### PROMPT 1
Rewrite the entries from their first line through the line containing "x=507, y=569", putting "garden bench" wherever "stone bench" appears and keeping everything else the same.
+++ QUOTED PASSAGE
Regarding subsidies, the motivating assumption has been that farmers don’t adopt technologies because they are too expensive. We’ve assumed the bang is worth the buck, but that the buck isn’t there. The failure of subsidies has shown us it’s not that simple. Closer to the mark is probably that the risk isn’t worth the reward. Part of understanding this nuance is understanding that most of us in wealthier countries don’t know—can’t know—what “risk” means to African small farmers. Change is scary, and asking farmers who live on the edge of malnutrition or worse to change how they survive is expecting more than we can imagine.
A risky investment to a financier could cost money, but is safeguarded through a diverse portfolio. A risky investment to a small business owner or an aspiring entrepreneur in the West could cost them “everything,” but even in the worst case, they still live in a society that has the capacity to avoid and prefers not to see them go hungry—not to mention they live in an economy that will, most likely, eventually put them back to work. A risky investment for a small farmer in Africa could cost far, far more. It could leave them hungry and cost their own lives, sure, but worse than that is the toll that taking a risk could have on their children.
++++++
+++ RECORDS SHOWN
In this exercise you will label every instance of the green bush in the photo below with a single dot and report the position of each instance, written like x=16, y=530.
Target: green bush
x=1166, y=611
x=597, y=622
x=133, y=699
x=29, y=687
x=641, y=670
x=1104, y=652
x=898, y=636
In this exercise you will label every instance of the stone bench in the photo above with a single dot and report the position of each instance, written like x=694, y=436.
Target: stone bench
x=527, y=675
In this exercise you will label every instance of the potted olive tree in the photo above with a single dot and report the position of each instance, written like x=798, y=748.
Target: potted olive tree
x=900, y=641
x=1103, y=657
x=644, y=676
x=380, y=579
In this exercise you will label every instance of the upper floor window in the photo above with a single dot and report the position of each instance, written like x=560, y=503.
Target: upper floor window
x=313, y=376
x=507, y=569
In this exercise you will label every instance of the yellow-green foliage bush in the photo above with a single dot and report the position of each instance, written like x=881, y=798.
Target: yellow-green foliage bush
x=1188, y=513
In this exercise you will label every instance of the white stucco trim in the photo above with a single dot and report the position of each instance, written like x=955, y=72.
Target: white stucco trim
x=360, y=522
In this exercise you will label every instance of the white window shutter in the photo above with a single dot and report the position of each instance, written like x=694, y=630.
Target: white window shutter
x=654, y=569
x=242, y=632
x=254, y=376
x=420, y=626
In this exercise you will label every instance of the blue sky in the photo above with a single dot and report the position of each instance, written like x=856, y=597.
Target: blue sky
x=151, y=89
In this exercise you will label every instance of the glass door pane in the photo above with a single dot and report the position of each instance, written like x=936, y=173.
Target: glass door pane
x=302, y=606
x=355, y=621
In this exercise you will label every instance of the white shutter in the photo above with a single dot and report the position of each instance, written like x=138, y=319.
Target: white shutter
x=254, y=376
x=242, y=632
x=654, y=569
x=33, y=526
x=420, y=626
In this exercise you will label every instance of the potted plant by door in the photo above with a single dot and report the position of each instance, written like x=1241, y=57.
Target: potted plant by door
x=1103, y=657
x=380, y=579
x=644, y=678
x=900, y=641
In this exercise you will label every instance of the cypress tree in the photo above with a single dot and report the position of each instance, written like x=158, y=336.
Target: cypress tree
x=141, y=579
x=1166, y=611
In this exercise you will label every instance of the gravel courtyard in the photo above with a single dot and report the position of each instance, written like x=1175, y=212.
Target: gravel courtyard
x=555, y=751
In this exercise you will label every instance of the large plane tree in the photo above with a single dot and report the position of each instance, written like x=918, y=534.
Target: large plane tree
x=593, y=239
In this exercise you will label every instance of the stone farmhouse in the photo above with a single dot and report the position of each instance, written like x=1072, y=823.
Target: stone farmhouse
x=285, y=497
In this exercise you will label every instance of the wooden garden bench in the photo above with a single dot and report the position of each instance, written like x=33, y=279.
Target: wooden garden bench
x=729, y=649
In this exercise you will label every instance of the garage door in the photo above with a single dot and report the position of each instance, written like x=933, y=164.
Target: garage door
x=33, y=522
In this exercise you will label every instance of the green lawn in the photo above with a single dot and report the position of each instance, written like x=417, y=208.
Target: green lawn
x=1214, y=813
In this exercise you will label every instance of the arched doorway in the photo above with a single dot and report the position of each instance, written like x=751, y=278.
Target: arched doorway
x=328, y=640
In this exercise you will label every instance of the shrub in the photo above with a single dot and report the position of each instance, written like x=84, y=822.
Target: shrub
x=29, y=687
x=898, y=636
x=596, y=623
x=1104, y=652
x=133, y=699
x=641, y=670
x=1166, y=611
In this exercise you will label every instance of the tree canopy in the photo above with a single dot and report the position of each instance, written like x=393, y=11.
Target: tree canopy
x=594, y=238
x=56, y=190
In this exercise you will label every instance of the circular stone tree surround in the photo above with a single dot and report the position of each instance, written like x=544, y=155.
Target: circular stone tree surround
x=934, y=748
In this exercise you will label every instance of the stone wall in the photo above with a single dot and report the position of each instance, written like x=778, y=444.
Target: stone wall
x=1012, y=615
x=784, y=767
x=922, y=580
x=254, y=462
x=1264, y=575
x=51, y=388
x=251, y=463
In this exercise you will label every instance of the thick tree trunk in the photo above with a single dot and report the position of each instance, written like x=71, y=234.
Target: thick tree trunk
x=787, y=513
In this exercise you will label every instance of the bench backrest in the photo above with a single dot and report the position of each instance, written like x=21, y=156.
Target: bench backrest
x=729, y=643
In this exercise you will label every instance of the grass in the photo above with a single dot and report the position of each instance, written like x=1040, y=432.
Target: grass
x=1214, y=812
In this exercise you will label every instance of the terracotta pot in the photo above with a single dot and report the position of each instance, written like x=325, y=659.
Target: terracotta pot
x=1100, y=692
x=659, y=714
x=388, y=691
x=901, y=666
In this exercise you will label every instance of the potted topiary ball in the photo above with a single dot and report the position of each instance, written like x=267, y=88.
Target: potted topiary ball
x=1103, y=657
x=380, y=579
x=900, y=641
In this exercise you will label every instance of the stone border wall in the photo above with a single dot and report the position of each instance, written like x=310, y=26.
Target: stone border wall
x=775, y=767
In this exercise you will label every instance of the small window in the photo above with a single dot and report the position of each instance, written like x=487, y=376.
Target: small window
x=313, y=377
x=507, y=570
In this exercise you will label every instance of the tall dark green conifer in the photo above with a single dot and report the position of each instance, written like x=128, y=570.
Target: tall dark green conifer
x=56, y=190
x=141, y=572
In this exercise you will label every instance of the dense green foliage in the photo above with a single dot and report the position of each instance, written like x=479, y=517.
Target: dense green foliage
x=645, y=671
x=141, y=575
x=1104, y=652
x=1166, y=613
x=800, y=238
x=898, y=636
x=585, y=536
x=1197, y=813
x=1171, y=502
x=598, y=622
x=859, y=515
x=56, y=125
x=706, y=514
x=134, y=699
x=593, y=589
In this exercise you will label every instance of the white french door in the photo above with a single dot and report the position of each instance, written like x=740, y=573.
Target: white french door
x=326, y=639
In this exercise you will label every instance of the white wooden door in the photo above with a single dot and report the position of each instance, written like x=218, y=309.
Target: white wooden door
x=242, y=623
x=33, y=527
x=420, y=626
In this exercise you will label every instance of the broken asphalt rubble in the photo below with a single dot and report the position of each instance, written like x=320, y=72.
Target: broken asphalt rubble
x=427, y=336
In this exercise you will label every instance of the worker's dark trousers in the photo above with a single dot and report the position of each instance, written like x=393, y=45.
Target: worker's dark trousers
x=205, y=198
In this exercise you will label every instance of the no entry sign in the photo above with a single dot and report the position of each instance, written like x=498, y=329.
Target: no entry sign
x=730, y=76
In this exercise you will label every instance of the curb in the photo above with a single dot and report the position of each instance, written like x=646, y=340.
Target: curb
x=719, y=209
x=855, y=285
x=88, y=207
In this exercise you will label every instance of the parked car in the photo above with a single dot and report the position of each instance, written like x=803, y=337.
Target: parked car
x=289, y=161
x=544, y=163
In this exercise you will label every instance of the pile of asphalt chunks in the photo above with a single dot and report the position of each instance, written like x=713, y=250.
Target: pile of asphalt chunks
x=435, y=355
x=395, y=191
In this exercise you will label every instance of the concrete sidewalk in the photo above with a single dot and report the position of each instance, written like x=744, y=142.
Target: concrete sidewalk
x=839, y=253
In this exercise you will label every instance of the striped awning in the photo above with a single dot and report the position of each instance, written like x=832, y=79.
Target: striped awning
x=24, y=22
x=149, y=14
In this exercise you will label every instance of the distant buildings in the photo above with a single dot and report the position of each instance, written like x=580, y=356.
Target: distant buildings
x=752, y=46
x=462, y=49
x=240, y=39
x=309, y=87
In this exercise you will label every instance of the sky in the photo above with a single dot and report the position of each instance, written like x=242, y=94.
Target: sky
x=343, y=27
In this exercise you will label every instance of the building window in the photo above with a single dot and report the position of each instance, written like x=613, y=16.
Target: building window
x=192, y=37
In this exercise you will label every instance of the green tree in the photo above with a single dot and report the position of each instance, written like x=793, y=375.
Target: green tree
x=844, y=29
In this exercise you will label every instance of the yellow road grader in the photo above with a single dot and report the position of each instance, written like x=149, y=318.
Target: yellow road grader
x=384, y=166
++++++
### PROMPT 2
Continue the passage about the risks small farmers in Africa face from where it stops.

### FINAL ANSWER 1
In this exercise you will label every instance of the green bush in the photo below with a single dot and report the position of each instance, written like x=16, y=530.
Target: green bush
x=1166, y=611
x=597, y=622
x=133, y=699
x=29, y=687
x=641, y=670
x=1104, y=652
x=898, y=636
In this exercise you will label every instance of the garden bench in the photo above with a single dot and report the position of each instance, written like x=694, y=436.
Target: garden bench
x=527, y=675
In this exercise you will label every instance of the potted olive tree in the photo above with a single dot and report the position of each instance, written like x=798, y=748.
Target: potted olive tree
x=900, y=641
x=1103, y=657
x=644, y=676
x=380, y=579
In this exercise you will label every instance of the upper floor window in the photo above with a single dot and report the position of each instance, written like x=560, y=503.
Target: upper floor window
x=313, y=376
x=507, y=569

### FINAL ANSWER 2
“High child mortality” is detached term that many people use dispassionately without really taking a moment to consider what it means. Living in a country where child mortality is common, however, is no consolation whatsoever to the family that buries the small boy or girl to whom they had given a name. A child they nursed and who slept on their stomach. A child they taught to count, whom they laughed at while they learned to smile, speak, make jokes, and get angry at the dog. A child that had made friends—friends the parents will see every day as constant reminders. A child they knew before s/he succumbed to malnutrition and a weakened immune system. To that farmer, and to everyone they know, “risk” carries an altogether different meaning than we understand, and while the farming they practice may seem unwise to us, it is the devil they know.
More than that, the word “risk” implies knowing the potential results of one’s actions, though they could be either good or bad. For most investments outsiders ask farmers to make, however, they don’t know how good the good result could be, or even how likely a good outcome may be. Farmers know very well how bad the bad can be. But there is uncertainty on top of the risk, and as the intangible costs of investment pile up, the decisions farmers make that repeatedly fail to raise them from poverty start making more sense.
Farmers don’t live in a vacuum. Rather than trying to “nudge” how African farmers invest their precious resources under their given constraints (which, by definition, policy wonks know less about than farmers do), perhaps farmers would be better served by addressing the constraints, only one of which is income. Most obviously, policies could take the uncertainty out of the risk—showing that crop rotation works is easier and more convincing than explaining it without evidence, for example. Less obviously, farmers are affected by the lack of public goods that many of us take for granted: roads, schools, law, and order.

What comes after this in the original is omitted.